==== Texte à étudier
Au milieu de la troupe, marchent les mamans, les courageuses mamans. Enceintes, ou tirant un petit par la main, ou même deux, portant un bébé dans les bras ou en bandoulière, s’enquérant sans cesse des uns et des autres, s’oubliant elles-mêmes, elles marchent. Elles portent tout le monde. Elles sont comme des madones, des madones couronnées, elles sont les mères de famille. Gloire à ces femmes qui marchent, qui donnent la vie au milieu de ce monde égoïste qui voit la maternité comme un esclavage, voire la déchéance de la femme. Elles brillent comme des phares dans la nuit, illuminant la génération qui vient des trésors de la génération qui s’en va.

Puis il y a les pères de familles. Ils sont là, ils commandent et entraînent, guident et encouragent, veillent et protègent sur la route, dirigent les méditations, au micro ou devant avec la carte. Ils sont l’étrave pour fendre la mer et ouvrir la voie, le gouvernail pour guider, la corne de brume pour alerter, les mâts et les voiles pour pousser le navire, l’armature de bois pour le faire tenir contre la vague en un tout insubmersible et mener la troupe au port du salut.
========
==== Matériel fourni
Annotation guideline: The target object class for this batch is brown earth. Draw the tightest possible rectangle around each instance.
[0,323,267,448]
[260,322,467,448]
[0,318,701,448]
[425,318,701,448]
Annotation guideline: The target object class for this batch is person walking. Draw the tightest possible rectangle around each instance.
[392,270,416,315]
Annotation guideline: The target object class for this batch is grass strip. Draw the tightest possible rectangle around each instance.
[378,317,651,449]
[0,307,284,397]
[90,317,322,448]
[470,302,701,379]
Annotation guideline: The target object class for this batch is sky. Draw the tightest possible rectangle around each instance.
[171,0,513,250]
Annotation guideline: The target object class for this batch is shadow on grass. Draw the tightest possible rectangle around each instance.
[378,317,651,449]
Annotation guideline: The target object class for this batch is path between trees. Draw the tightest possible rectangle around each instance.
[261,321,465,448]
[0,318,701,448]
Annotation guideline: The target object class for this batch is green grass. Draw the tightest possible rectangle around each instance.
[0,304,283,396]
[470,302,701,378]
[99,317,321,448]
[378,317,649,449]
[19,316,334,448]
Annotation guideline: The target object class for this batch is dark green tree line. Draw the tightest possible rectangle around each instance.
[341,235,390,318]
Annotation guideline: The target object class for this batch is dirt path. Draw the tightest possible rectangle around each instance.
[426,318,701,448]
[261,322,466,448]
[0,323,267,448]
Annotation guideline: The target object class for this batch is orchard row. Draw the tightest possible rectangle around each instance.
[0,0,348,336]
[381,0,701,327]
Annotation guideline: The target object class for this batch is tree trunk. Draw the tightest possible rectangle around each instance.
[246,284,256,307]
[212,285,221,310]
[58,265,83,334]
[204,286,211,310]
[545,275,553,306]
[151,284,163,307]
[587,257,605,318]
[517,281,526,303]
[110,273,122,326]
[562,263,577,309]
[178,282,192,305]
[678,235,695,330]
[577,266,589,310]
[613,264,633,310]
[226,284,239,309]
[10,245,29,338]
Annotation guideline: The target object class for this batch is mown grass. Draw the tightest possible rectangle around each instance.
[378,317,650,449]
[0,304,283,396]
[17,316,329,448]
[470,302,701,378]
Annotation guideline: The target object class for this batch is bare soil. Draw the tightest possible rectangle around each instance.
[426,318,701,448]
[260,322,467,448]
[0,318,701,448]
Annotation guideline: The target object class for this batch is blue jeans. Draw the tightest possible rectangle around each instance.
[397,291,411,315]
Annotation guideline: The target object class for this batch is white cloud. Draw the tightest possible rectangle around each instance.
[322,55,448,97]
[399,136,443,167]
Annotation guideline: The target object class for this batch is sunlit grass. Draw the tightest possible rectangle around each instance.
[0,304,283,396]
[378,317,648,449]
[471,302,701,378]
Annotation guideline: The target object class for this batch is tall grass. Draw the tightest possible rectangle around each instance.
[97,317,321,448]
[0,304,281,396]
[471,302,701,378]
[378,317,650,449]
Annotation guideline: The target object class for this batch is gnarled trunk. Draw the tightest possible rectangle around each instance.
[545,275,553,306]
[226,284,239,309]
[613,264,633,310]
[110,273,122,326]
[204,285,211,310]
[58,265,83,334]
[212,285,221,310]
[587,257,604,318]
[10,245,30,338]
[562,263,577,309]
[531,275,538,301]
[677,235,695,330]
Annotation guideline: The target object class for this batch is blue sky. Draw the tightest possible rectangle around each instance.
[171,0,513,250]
========
Dans le texte à étudier, récris tout ce qui va de « Au milieu de la » jusqu'à « qui s’en va. », en mettant « étoiles » à la place de « phares ».

Réponse
Au milieu de la troupe, marchent les mamans, les courageuses mamans. Enceintes, ou tirant un petit par la main, ou même deux, portant un bébé dans les bras ou en bandoulière, s’enquérant sans cesse des uns et des autres, s’oubliant elles-mêmes, elles marchent. Elles portent tout le monde. Elles sont comme des madones, des madones couronnées, elles sont les mères de famille. Gloire à ces femmes qui marchent, qui donnent la vie au milieu de ce monde égoïste qui voit la maternité comme un esclavage, voire la déchéance de la femme. Elles brillent comme des étoiles dans la nuit, illuminant la génération qui vient des trésors de la génération qui s’en va.